[Named-object pointing rows]
□ □ □ □ □ □ □

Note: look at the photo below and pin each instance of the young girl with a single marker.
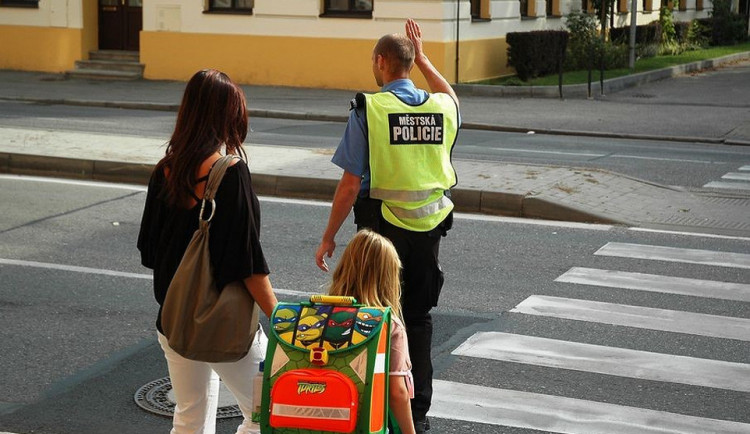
(369, 270)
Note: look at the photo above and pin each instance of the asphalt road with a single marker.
(77, 318)
(689, 165)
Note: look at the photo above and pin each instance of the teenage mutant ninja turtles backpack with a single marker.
(326, 368)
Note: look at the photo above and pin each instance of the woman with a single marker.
(212, 118)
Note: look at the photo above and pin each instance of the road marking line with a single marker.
(483, 149)
(100, 271)
(728, 185)
(74, 269)
(537, 222)
(673, 254)
(600, 359)
(657, 283)
(677, 160)
(119, 186)
(471, 403)
(636, 316)
(737, 176)
(689, 234)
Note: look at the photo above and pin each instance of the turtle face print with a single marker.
(338, 331)
(284, 323)
(310, 325)
(367, 320)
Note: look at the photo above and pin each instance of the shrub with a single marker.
(536, 53)
(698, 35)
(583, 41)
(727, 27)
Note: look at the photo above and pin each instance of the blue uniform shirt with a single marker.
(353, 152)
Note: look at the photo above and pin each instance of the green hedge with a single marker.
(536, 53)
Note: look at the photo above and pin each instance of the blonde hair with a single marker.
(370, 271)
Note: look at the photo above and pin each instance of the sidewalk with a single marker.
(682, 108)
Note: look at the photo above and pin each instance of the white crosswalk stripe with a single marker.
(673, 254)
(559, 414)
(734, 180)
(728, 185)
(657, 283)
(637, 316)
(607, 360)
(738, 176)
(562, 414)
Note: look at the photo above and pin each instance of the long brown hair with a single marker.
(213, 113)
(370, 271)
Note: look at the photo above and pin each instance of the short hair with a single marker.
(370, 271)
(398, 49)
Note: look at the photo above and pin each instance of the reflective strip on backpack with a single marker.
(310, 412)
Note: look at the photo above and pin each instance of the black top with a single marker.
(234, 236)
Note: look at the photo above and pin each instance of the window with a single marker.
(480, 10)
(553, 8)
(231, 6)
(20, 3)
(351, 8)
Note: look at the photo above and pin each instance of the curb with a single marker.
(309, 116)
(466, 200)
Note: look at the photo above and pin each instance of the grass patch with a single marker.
(641, 65)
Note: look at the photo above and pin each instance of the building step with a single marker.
(115, 55)
(110, 65)
(100, 74)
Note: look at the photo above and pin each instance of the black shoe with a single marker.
(421, 426)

□ □ □ □ □ □ □

* **The exercise**
Put the rows from the line containing "window with a single marker." through the last row into a numbered list, leaving out any blank lines.

* **Output**
1. Note: look at the photo above and pin each instance of the window with a single marker.
2. (480, 10)
3. (553, 8)
4. (231, 6)
5. (20, 3)
6. (351, 8)
7. Note: look at the photo above and pin each instance of the curb with a single marker.
8. (309, 116)
9. (466, 200)
10. Note: look at the photo above and pin each instance of the grass patch with a single marker.
11. (641, 65)
12. Note: look at the photo above and pin each instance of the building step with a single marker.
13. (115, 55)
14. (110, 65)
15. (100, 74)
16. Note: look at the photo above and pin each instance of the black shoe with a single marker.
17. (421, 426)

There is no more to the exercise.